━━ SOURCE MATERIAL ━━

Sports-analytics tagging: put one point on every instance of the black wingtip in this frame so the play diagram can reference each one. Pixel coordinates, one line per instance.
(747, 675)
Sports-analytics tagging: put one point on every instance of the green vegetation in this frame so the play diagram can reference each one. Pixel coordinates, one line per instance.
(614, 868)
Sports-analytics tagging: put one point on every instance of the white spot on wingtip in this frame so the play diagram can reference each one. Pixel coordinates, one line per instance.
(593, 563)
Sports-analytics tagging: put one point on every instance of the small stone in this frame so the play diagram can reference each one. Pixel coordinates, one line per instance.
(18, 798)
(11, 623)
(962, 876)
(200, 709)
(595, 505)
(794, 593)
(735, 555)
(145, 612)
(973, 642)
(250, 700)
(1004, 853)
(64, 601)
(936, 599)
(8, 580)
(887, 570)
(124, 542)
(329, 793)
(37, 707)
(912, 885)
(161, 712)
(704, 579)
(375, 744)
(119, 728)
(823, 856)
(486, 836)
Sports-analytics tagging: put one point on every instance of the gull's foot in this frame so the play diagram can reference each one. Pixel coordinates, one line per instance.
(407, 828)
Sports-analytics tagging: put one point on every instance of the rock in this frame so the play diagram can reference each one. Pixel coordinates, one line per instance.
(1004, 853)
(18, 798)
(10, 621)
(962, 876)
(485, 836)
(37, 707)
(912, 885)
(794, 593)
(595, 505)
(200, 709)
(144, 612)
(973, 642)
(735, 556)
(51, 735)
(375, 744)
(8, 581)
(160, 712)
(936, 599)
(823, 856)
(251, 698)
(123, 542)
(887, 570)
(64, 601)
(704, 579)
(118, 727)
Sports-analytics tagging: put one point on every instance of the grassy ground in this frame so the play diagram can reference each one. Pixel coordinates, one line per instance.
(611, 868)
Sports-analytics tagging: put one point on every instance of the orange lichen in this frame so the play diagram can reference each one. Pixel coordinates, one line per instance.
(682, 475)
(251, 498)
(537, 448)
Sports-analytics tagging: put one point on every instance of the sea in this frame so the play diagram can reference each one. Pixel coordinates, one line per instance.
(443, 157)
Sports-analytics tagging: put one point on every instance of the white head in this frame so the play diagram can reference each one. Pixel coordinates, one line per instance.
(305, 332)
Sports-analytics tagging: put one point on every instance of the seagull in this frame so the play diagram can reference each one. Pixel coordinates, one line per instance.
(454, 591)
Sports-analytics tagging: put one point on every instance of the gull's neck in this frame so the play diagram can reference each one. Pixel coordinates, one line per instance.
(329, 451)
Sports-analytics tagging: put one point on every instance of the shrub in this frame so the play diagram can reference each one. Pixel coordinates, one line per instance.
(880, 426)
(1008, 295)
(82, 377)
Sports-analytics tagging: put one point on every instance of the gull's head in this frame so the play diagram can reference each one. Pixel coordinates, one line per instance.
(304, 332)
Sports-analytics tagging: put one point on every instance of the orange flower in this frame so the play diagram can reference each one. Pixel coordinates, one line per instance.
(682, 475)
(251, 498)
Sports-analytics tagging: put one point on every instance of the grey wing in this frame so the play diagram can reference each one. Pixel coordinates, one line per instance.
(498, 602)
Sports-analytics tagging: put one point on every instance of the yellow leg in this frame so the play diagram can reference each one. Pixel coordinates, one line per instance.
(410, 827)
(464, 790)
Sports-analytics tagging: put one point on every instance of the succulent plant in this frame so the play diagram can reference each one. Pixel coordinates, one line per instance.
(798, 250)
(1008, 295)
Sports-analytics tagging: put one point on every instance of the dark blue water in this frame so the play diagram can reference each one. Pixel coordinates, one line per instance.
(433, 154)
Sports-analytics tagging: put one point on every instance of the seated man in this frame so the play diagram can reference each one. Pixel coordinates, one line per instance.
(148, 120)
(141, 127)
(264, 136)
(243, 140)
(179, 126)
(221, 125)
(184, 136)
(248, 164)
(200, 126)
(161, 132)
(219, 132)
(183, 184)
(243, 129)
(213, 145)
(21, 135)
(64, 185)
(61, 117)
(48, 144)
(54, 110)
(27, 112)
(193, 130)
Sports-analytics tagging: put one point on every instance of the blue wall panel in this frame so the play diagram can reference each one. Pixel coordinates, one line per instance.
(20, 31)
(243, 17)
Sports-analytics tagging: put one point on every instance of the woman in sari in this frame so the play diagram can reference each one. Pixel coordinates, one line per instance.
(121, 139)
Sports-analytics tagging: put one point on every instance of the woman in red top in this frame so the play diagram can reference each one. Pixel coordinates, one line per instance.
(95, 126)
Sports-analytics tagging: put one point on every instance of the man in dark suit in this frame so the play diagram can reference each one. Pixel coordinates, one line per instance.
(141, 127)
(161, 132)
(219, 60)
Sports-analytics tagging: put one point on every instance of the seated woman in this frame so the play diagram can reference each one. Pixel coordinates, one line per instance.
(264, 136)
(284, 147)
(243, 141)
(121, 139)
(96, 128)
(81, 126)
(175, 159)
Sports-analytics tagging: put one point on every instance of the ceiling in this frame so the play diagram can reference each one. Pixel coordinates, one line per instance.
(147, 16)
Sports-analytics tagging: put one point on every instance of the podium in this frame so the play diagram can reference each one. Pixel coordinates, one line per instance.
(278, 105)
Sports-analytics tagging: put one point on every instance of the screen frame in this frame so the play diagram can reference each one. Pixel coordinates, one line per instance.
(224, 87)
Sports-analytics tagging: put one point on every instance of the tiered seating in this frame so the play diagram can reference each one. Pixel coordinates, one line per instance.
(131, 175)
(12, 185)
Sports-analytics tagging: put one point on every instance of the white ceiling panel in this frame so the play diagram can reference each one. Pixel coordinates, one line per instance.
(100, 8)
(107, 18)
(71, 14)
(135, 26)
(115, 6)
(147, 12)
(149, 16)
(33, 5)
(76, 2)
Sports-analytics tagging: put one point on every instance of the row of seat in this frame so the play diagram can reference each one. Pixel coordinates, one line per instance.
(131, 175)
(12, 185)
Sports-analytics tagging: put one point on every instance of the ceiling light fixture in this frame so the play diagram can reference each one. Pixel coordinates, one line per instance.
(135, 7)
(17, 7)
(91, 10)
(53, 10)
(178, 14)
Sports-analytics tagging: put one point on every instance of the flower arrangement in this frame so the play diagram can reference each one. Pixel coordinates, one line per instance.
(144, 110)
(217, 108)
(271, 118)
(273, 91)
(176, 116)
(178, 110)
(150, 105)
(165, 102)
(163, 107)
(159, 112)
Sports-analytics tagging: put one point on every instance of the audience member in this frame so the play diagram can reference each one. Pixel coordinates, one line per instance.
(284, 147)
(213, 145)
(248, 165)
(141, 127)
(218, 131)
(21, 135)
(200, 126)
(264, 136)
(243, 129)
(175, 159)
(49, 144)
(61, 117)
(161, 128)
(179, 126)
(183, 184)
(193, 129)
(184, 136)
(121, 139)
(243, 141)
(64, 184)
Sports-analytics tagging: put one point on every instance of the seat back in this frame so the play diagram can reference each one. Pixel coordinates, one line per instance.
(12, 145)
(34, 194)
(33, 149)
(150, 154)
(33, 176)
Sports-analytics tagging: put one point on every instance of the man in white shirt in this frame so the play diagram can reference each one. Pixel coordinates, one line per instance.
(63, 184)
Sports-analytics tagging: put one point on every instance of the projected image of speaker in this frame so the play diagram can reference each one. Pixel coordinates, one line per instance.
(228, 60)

━━━
━━ SOURCE MATERIAL ━━

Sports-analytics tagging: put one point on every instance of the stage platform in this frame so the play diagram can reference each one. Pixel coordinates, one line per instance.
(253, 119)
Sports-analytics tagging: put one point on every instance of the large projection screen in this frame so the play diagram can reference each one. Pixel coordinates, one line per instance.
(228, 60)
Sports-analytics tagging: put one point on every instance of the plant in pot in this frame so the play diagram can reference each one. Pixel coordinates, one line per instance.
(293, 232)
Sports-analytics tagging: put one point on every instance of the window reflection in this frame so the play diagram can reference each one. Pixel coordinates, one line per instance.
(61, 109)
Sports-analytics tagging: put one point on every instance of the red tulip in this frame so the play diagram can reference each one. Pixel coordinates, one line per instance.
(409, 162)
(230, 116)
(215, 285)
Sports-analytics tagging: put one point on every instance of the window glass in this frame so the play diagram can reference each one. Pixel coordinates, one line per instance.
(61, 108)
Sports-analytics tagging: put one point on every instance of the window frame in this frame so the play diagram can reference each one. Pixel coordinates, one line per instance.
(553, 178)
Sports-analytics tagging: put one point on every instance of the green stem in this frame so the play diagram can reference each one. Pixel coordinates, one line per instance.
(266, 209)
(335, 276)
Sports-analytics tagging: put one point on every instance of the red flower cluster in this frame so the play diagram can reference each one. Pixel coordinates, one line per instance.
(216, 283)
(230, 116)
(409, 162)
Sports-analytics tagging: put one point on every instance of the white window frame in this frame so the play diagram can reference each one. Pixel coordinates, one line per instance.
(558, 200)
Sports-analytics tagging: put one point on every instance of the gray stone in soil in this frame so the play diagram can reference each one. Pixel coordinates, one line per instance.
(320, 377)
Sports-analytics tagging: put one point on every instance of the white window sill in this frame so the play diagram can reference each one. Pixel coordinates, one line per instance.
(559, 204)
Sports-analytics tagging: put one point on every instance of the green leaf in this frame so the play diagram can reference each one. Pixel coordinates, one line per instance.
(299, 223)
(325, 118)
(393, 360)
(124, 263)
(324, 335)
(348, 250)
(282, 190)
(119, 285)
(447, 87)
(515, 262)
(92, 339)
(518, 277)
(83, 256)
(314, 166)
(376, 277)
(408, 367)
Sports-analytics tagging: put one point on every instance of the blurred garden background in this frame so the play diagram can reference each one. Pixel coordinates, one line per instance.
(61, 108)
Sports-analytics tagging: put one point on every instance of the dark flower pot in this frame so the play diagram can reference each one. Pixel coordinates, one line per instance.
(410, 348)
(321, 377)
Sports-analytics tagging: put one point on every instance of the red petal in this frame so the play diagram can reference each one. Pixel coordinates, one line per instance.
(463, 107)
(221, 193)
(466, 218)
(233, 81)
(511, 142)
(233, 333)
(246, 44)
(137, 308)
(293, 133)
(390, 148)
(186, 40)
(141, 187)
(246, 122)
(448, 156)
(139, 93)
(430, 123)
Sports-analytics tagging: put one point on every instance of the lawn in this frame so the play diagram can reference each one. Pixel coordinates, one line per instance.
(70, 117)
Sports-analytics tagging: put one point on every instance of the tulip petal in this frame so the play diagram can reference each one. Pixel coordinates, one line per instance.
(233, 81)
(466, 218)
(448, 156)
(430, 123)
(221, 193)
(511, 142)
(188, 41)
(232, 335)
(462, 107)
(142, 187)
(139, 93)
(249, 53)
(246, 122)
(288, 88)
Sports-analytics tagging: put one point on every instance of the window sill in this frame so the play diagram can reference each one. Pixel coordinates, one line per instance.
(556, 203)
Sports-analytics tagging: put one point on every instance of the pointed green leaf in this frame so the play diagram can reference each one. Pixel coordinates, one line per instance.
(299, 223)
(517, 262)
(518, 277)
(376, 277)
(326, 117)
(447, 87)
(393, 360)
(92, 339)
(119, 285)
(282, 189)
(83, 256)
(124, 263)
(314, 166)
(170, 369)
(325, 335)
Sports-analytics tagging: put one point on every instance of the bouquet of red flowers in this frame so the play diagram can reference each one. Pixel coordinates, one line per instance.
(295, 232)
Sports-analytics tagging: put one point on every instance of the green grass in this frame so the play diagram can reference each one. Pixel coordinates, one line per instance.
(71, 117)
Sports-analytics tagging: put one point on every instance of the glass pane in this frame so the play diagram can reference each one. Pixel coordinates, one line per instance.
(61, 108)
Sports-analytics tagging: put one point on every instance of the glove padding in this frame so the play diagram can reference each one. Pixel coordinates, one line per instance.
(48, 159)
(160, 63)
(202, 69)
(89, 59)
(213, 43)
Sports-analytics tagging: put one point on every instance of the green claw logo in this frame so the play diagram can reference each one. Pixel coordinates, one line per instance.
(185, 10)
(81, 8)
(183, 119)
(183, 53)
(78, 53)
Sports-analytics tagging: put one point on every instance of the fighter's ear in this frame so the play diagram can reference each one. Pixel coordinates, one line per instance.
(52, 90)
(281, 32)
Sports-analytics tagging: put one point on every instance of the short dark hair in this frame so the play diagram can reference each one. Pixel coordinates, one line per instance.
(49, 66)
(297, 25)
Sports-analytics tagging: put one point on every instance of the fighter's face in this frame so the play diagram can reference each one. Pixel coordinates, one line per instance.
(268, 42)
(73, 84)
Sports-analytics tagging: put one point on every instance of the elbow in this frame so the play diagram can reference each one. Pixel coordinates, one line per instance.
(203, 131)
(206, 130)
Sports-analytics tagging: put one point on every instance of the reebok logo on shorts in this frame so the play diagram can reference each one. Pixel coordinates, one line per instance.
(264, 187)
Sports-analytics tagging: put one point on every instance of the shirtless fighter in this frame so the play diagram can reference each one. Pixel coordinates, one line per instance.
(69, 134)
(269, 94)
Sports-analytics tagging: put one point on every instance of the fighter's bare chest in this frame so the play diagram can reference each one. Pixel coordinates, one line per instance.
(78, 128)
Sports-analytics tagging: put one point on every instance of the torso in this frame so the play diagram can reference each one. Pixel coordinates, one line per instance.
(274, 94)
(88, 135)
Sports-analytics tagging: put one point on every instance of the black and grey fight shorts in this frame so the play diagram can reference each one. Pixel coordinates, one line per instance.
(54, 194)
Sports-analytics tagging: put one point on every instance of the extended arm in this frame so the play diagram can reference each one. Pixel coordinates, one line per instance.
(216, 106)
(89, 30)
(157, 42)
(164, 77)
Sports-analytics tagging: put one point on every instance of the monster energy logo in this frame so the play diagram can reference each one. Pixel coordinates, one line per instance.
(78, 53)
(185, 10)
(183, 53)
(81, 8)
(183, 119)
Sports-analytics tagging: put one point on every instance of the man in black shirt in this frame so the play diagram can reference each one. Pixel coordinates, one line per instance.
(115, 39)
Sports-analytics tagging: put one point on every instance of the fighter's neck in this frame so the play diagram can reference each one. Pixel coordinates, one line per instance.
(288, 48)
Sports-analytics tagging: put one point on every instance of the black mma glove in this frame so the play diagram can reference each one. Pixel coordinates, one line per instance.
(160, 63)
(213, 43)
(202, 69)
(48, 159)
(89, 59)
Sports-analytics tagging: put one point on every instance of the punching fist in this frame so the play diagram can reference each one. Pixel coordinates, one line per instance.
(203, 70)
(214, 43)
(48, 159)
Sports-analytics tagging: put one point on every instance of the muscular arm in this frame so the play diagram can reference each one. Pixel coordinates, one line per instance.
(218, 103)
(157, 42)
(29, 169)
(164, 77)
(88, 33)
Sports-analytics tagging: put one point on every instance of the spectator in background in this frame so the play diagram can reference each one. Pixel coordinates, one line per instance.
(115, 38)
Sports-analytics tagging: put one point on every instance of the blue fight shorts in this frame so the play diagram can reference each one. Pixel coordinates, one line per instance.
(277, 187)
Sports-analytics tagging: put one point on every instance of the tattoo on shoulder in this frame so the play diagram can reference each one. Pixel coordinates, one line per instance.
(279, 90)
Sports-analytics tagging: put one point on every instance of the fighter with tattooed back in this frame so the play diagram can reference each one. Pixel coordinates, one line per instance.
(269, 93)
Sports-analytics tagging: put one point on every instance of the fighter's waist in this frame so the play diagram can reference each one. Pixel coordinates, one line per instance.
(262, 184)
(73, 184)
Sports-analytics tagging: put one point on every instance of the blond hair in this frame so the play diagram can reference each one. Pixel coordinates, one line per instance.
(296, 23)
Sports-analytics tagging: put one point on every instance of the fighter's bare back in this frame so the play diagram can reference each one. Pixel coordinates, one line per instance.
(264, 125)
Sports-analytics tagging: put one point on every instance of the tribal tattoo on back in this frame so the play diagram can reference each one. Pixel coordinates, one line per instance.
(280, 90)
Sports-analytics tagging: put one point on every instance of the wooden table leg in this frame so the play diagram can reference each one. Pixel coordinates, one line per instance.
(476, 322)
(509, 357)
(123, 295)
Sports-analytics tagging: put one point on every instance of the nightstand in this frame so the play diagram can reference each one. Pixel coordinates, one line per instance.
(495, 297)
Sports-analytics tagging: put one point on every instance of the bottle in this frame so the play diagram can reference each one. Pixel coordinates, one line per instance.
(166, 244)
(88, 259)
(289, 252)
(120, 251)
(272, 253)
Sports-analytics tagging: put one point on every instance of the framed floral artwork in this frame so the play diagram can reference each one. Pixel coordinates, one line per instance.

━━━

* [EXERCISE INSTRUCTIONS]
Filter the records above and copy every line containing the word "woman".

* [RESPONSE BELOW]
Sports-analytics tagging: put one point on every instance of the woman in sari in this frame so the play diagram can reference each one. Pixel coordinates, one line per instance.
Sports-analytics tagging: put one point on every instance of the woman in red top in this frame so the play diagram can reference each one. Pixel coordinates, one line per instance.
Sports-analytics tagging: put one point on every instance of the seated woman in this frame so the play diagram can reference each one. Pixel coordinates, one line per instance.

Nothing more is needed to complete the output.